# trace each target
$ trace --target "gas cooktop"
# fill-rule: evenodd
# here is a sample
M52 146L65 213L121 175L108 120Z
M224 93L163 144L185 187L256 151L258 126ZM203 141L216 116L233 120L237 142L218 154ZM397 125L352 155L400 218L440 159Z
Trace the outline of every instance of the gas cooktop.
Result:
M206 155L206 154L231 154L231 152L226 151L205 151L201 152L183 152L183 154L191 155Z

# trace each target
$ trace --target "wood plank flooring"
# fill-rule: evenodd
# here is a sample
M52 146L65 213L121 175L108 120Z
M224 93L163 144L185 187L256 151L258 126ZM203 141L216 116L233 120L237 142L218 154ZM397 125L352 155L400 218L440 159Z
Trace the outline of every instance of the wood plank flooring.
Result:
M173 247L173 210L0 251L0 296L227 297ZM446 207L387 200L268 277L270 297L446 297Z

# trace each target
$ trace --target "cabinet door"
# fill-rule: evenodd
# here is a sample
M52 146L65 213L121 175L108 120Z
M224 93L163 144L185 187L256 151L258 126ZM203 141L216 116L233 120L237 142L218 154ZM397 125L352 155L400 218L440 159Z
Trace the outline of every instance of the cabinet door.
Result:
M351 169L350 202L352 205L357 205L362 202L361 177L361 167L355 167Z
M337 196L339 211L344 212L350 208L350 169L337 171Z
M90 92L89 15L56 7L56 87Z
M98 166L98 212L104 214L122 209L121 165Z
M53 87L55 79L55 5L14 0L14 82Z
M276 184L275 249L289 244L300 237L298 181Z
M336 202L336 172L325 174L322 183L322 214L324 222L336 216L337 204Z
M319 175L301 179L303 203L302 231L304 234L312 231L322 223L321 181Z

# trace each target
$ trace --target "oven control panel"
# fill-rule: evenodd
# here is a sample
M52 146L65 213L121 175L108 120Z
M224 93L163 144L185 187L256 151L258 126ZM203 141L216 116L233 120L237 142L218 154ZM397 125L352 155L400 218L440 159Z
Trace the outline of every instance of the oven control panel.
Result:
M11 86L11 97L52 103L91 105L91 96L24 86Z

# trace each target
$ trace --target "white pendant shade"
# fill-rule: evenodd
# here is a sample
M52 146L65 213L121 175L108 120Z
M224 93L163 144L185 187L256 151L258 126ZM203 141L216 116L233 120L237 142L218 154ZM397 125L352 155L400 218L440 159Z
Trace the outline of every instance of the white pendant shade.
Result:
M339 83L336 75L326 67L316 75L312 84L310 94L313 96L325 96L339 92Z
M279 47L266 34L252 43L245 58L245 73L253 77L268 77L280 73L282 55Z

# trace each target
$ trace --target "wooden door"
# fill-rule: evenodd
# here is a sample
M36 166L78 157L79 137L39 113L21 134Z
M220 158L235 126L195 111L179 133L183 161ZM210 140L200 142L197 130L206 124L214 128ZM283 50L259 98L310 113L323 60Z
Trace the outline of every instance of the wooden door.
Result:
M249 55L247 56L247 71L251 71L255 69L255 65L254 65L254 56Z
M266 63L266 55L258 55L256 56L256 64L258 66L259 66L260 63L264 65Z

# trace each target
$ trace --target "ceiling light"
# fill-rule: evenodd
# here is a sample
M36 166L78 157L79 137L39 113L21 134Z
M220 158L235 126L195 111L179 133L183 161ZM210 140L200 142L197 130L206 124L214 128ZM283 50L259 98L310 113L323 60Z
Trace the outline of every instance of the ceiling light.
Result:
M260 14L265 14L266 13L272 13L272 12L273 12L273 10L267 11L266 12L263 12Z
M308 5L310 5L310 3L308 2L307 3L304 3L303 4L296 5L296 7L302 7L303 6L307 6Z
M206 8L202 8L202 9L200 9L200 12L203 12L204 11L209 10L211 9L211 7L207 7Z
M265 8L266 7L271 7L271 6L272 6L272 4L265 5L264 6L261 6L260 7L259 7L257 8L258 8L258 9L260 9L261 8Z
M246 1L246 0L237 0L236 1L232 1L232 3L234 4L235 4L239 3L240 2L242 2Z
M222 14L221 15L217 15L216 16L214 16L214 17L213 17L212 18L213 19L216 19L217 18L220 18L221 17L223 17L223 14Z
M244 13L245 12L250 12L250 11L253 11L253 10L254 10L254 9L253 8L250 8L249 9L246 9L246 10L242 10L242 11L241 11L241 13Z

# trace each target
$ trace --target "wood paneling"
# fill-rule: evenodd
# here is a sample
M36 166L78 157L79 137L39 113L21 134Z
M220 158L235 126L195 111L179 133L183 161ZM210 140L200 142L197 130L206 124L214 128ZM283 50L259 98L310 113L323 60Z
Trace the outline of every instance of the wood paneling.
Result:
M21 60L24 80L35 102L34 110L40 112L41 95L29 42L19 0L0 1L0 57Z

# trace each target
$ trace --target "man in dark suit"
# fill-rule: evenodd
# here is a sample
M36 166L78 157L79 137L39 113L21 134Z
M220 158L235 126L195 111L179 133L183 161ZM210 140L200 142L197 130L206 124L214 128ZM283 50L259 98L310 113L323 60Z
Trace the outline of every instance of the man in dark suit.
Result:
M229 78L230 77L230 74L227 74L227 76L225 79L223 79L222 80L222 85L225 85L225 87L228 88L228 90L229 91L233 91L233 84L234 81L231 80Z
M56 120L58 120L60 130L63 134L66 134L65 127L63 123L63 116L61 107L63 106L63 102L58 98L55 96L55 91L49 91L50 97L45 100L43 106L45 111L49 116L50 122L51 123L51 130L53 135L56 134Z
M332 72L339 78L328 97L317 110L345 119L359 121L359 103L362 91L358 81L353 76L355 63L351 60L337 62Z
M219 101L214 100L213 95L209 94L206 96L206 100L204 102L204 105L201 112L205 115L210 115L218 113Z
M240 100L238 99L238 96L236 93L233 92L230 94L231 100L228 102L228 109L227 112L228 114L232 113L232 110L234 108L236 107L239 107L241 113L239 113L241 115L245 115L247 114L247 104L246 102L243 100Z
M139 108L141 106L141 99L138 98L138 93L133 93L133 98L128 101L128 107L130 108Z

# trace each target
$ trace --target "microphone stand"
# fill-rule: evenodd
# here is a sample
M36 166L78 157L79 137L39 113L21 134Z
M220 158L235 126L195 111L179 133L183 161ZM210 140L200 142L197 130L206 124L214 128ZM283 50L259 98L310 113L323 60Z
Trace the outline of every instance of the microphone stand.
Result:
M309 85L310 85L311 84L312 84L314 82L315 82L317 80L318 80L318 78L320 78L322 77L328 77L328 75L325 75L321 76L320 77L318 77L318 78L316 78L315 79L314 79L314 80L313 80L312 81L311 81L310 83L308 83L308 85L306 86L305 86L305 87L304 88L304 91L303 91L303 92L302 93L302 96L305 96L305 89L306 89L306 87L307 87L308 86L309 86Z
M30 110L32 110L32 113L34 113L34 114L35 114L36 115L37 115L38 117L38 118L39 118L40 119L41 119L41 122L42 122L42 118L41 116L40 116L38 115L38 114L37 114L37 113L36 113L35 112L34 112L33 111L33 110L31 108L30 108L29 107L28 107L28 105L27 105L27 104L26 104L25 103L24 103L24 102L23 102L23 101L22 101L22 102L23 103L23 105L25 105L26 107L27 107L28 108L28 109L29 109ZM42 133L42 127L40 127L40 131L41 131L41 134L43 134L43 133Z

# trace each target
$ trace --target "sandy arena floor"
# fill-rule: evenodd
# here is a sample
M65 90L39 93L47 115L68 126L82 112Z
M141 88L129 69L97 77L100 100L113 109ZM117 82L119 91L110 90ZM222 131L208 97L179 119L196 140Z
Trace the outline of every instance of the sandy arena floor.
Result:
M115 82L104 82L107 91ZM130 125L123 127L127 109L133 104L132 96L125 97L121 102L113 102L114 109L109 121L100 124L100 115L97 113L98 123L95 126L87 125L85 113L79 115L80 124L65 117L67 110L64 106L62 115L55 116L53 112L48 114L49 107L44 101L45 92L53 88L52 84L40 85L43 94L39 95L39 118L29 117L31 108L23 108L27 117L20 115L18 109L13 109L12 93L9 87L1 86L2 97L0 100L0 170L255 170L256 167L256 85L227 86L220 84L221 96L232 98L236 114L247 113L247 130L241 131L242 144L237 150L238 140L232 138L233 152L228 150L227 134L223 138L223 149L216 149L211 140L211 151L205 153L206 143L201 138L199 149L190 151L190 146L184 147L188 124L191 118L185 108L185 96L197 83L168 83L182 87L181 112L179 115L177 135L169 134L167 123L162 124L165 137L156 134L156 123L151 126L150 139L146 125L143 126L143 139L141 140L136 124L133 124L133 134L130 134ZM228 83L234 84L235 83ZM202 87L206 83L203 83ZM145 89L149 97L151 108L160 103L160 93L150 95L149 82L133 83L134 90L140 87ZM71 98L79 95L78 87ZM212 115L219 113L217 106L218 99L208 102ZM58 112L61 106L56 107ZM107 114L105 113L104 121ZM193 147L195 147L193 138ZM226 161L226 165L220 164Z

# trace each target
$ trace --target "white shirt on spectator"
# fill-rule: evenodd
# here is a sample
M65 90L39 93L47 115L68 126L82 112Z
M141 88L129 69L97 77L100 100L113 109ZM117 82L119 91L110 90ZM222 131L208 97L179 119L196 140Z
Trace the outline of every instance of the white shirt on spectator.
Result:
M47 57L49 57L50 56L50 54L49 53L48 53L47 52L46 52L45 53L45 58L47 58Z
____
Problem details ::
Copy the material above word for word, from its start through the line containing "M206 155L206 154L231".

Exercise answer ::
# trace each target
$ trace --target "gas cooktop"
# fill-rule: evenodd
# here is a sample
M52 146L65 213L121 175L108 120Z
M224 93L163 144L185 187L256 151L258 126ZM203 141L216 116L233 120L237 142L218 154ZM397 125L352 155L400 218L440 159Z
Trace the outline of every instance of the gas cooktop.
Result:
M206 155L206 154L231 154L231 152L226 151L205 151L201 152L183 152L183 154L191 155Z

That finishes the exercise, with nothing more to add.